Passage ->
***
Reverse Osmosis Water Filters and Scale

pyro2b

New member
Oct 3, 2007
4
0
Australia
Visit site
I''m looking for anyone with actual experience or factual knowledge regarding the use of Reverse Osmosis (RO) water in commercial coffee machines.

At home I have a Sunbeam EM6910 Cafe Series machine which I now run on RO water, with no problems, and no bitter taste to the coffee, it actually tastes better on RO water than on either straight tap water or through a bench top activated carbon water filter. This is a thermo block system using a vibrating pump and is NOT auto-filling.

My town tap water varies between 100 to 120 ppm, our RO water is 5 to 7 ppm.

I have concerns about the autofill sensors on a Rancilio machine working with RO water. I have contacted the two local agents for Rancilio regarding this, but they have no idea what the minimum electrical conductivity of water is required to operate the sensor. I have emailed Rancilio Italy twice with no response.

I have recently stripped down a Rancilio S20 that has been connected on our town water via a commerial grade 10\" water filter, and the amout of internal scale is unbelievable! Nearly 2kg of scale from around 5 years use in a small cafe!

I''m looking at using RO because I don''t want to see this amount of scale re-occur, and I want to stay away from the polyphosphate (Scale reducing) cartridges as I cannot find any long term health effects studies on its consumption in water. Besides whos wants man made chemicals in their coffee?!?!

I am thinking of adding a remineralising cartridge inline before the coffee machine, which will give around 15ppm hardness, but I am worried if this will just undo all the hard work of preventing the scale.
 

Davec

New member
Oct 18, 2006
314
0
Old England (UK)
Visit site
Our water is 360 ppm and VV hard. I use a RO system for my water. I have tested many different makes of coffee machines and have not yet found one where the autofill sensor will not work properly at TDS levels as low as 11 ppm. So I wouldn't worry about that.

I don't know about taste, I personally think it tastes better, even though many leading authorities say it makes it more bitter. My view, our water is full of crap (pesticides, flourine, chlorine, sediment, rust, organophosphates, calcium etc..) I can't imagine all this stuff benefits the taste of the coffee and prefer the "straight" RO water.

Commercial coffee machines would need a fairly good RO system to work, but they should be fine with it, certainly an old engineer told me once "salt softeners are great, there is nothing better for the machines", of course our food laws mean that salt softeners cannot be used in commercial premises for coffee machines.

I also did a couple of articles

http://coffeetime.wikidot.com/search:si ... 520osmosis
 

Carmine Domenaco

New member
Oct 10, 2007
31
0
Visit site
My understanding is that RO water is not ideal for espresso or coffee as you need 50-100 ppm in order to get the best extraction from your coffee.

Most RO users I know actually add ppm back into the water at acceptable levels.
***
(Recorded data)
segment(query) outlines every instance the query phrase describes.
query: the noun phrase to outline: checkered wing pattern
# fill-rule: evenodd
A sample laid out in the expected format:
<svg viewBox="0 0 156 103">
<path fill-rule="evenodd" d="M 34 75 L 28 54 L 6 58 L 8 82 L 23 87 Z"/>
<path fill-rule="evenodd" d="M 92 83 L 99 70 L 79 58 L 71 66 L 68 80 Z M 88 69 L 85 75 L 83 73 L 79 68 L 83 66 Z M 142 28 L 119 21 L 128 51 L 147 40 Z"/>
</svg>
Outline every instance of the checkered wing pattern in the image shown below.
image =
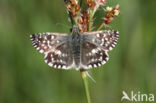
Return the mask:
<svg viewBox="0 0 156 103">
<path fill-rule="evenodd" d="M 117 44 L 119 33 L 114 30 L 96 32 L 84 32 L 81 51 L 81 64 L 83 68 L 95 68 L 105 64 L 108 59 L 108 51 Z"/>
<path fill-rule="evenodd" d="M 54 68 L 69 69 L 73 64 L 68 35 L 60 33 L 38 33 L 30 35 L 32 45 L 45 54 L 45 62 Z M 68 48 L 68 49 L 67 49 Z"/>
</svg>

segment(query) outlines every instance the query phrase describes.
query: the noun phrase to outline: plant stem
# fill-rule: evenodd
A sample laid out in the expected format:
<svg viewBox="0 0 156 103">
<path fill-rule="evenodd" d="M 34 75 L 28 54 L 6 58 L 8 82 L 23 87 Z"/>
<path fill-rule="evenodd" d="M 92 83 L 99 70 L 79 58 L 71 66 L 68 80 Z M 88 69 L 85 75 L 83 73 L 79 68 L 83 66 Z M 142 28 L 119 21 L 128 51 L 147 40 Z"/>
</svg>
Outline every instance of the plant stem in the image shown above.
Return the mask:
<svg viewBox="0 0 156 103">
<path fill-rule="evenodd" d="M 88 82 L 87 82 L 87 75 L 86 75 L 84 70 L 83 71 L 80 70 L 80 73 L 81 73 L 81 77 L 82 77 L 83 84 L 84 84 L 84 87 L 85 87 L 87 103 L 91 103 L 89 88 L 88 88 Z"/>
<path fill-rule="evenodd" d="M 102 24 L 99 26 L 99 28 L 97 29 L 97 31 L 101 30 L 103 26 L 104 26 L 104 23 L 102 23 Z"/>
</svg>

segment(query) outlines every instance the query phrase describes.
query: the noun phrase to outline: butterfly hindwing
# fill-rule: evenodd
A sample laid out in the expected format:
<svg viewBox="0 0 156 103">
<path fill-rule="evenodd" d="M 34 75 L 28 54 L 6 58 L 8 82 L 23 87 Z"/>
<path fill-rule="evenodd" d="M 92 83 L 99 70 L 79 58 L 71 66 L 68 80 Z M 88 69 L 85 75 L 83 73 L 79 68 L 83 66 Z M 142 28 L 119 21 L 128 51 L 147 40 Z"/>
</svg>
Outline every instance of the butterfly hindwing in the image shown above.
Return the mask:
<svg viewBox="0 0 156 103">
<path fill-rule="evenodd" d="M 83 68 L 99 67 L 108 61 L 107 51 L 90 42 L 84 42 L 81 48 L 81 64 Z"/>
<path fill-rule="evenodd" d="M 49 51 L 44 59 L 49 66 L 54 68 L 70 69 L 73 65 L 72 51 L 66 42 Z"/>
</svg>

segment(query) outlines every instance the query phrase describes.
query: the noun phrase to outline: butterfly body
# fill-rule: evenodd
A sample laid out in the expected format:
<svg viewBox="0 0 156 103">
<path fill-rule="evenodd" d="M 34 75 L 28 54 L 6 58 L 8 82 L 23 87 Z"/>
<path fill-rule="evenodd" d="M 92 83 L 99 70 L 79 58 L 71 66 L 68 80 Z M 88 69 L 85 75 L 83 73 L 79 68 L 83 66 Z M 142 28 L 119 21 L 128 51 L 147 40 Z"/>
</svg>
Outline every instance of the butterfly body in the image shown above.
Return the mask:
<svg viewBox="0 0 156 103">
<path fill-rule="evenodd" d="M 119 33 L 114 30 L 80 33 L 73 26 L 70 35 L 63 33 L 32 34 L 33 46 L 45 54 L 45 62 L 54 68 L 90 69 L 108 61 L 107 52 L 115 47 Z"/>
</svg>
***
Quote the thread on reverse osmosis water word for word, starting with "I''m looking at" and going on through "worry about that.".

Response for this exercise ->
I''m looking at using RO because I don''t want to see this amount of scale re-occur, and I want to stay away from the polyphosphate (Scale reducing) cartridges as I cannot find any long term health effects studies on its consumption in water. Besides whos wants man made chemicals in their coffee?!?!

I am thinking of adding a remineralising cartridge inline before the coffee machine, which will give around 15ppm hardness, but I am worried if this will just undo all the hard work of preventing the scale.
 

Davec

New member
Oct 18, 2006
314
0
Old England (UK)
Visit site
Our water is 360 ppm and VV hard. I use a RO system for my water. I have tested many different makes of coffee machines and have not yet found one where the autofill sensor will not work properly at TDS levels as low as 11 ppm. So I wouldn't worry about that.